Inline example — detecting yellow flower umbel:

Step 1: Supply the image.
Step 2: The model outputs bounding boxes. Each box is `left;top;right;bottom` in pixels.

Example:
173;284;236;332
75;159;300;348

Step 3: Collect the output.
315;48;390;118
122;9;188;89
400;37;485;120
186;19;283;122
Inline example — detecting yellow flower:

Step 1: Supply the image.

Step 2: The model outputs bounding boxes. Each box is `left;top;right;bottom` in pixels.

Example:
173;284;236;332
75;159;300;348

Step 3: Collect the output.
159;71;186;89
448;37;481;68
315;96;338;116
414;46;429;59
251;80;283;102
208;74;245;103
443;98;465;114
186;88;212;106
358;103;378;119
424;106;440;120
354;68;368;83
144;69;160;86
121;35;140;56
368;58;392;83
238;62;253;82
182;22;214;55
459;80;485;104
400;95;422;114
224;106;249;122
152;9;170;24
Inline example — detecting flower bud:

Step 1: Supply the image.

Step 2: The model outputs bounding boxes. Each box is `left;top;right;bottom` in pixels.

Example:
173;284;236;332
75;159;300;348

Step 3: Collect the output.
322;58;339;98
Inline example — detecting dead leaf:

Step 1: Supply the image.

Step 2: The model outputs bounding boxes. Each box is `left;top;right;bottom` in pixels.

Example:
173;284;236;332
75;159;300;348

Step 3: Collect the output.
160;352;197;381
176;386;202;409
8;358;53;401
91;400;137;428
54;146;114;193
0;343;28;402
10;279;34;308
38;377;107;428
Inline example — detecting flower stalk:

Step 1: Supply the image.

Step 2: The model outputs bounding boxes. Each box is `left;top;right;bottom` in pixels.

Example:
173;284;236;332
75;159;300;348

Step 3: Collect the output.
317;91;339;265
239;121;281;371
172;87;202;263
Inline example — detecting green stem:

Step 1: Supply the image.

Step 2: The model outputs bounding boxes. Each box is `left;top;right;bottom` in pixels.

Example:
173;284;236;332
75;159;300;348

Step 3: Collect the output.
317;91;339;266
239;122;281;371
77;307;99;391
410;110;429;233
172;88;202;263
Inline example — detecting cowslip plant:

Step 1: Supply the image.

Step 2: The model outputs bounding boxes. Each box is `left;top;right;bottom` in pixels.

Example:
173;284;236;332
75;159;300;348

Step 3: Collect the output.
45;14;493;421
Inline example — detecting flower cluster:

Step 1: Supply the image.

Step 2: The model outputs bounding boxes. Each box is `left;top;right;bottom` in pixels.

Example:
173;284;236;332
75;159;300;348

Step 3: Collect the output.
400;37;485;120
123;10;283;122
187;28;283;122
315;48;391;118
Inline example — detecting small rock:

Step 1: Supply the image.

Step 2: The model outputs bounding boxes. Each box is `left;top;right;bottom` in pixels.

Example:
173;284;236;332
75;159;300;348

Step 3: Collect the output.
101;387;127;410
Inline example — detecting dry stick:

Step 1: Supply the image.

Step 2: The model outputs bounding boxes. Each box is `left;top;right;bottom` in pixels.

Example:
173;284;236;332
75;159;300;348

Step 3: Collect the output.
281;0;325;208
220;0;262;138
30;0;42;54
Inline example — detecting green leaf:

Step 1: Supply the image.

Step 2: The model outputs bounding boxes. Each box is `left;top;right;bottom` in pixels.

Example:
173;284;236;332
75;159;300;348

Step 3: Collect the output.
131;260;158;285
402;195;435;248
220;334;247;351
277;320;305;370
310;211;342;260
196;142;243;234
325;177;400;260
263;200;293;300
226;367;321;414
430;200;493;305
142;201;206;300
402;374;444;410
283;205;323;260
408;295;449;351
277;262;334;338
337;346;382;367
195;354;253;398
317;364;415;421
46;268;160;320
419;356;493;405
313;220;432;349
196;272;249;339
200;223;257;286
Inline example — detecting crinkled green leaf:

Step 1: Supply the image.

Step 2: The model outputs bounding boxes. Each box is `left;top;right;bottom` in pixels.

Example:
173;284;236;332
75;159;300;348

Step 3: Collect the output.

▬▬▬▬▬▬

Reproduce every line of the items above, without any alteration.

Inline example — detecting yellow flower umbel:

Step 1: Supply the image.
Step 2: The model outputs bounding boxes. Each box is `left;top;right;bottom` in pixels.

Example:
173;284;236;332
75;159;300;348

Step 3: Collect the output.
315;48;390;118
122;9;188;89
400;37;485;120
186;19;283;122
Inline example — detecting yellow flower:

Step 1: Supply the image.

Step 2: The model outputs bounding boxes. Each box is `left;top;right;bottom` in pixels.

Example:
173;284;236;332
75;159;300;348

Step 3: Collect the output.
159;71;186;89
448;37;481;68
315;96;338;116
414;46;429;59
251;80;283;102
208;74;245;103
443;98;465;114
186;88;212;106
358;103;378;119
424;106;440;120
354;68;368;83
144;69;160;86
121;35;140;56
368;58;392;83
238;62;253;82
182;22;214;55
459;80;485;104
400;95;422;114
224;106;249;122
152;9;170;24
Inline example — detecting flower bud:

Step 1: Supply the image.

Step 2: The model outputs bounding boxes. Each box is `left;top;right;bottom` in pixels.

Example:
173;284;236;332
75;159;300;348

Step 3: Collect the output.
322;58;339;98
Inline example — detecting dead leaf:

Step 1: Supply the image.

Step 2: The model outputs bounding boxes. Each box is `left;top;right;bottom` in pixels.

Example:
173;284;236;332
75;159;300;348

Step 3: Collect the output.
160;352;197;381
176;386;202;409
8;358;53;401
91;400;137;428
54;146;114;193
0;343;28;402
10;279;34;308
38;377;107;428
Inline example — detecting flower stalk:

Step 1: Supply the image.

Step 2: The model outputs bounding boxes. Each box is `left;top;right;bottom` in pixels.

Example:
173;284;236;332
75;159;300;348

Step 3: Collect the output.
317;91;339;265
239;121;281;371
172;87;202;263
Inline example — detecting green stem:

Step 1: Supply the image.

Step 2: The model outputs bounding boxes. Each box is `left;top;right;bottom` in pixels.

Example:
173;284;236;332
75;159;300;348

Step 3: Collect the output.
317;91;339;266
239;122;281;371
77;307;99;391
410;110;429;233
172;88;202;263
Inline example — detecting cowslip plant:

Step 1: Supply the image.

Step 2: The model outputs bounding boxes. Each box is `left;top;right;bottom` in pixels.

Example:
173;284;236;332
75;159;300;348

Step 3: Collect the output.
45;14;493;421
Inline example — detecting flower cluster:

Step 1: Supply the image.

Step 2: The model outputs bounding boxes. Each box is `left;top;right;bottom` in pixels.

Example:
173;284;236;332
75;159;300;348

Step 3: Collect the output.
400;37;485;120
123;10;283;122
187;28;283;122
315;48;391;118
Inline example — detecting small rock:

Step 1: Supply the image.

Step 2: The model outputs bounding boxes. Each box is `left;top;right;bottom` in pixels.

Example:
173;284;236;332
75;159;300;348

Step 3: Collect the output.
101;387;127;410
Inline example — detecting dry stick:

Step 1: Supply the image.

Step 2: The model outputs bounding boxes. Each box is `left;top;right;bottom` in pixels.

Example:
173;284;236;332
75;159;300;348

Step 3: Collect the output.
281;0;325;208
220;0;262;138
30;0;42;54
Inline example — detecting green leaf:

Step 1: Supply the image.

Step 2: The model outputs bounding boxes. Each box is `left;top;right;bottom` in pixels.

Example:
173;284;236;332
75;159;300;348

Step 3: Collect the output.
131;260;158;285
402;195;435;248
220;334;247;351
277;320;305;370
310;211;342;260
196;142;243;234
325;177;400;260
263;200;293;300
226;367;321;414
430;200;493;305
142;201;206;300
402;374;444;410
283;205;323;260
408;295;449;351
277;262;334;338
337;346;382;367
195;354;253;398
317;364;415;421
46;268;160;320
419;356;493;405
313;220;432;349
196;272;249;339
200;223;257;286
Inline example — detecting crinkled green leaf:

Step 1: Supply the image.

Step 2: The model outputs bounding boxes. Each box is `left;top;right;bottom` in pixels.

Example:
173;284;236;332
75;159;300;348

Step 3: Collect the output.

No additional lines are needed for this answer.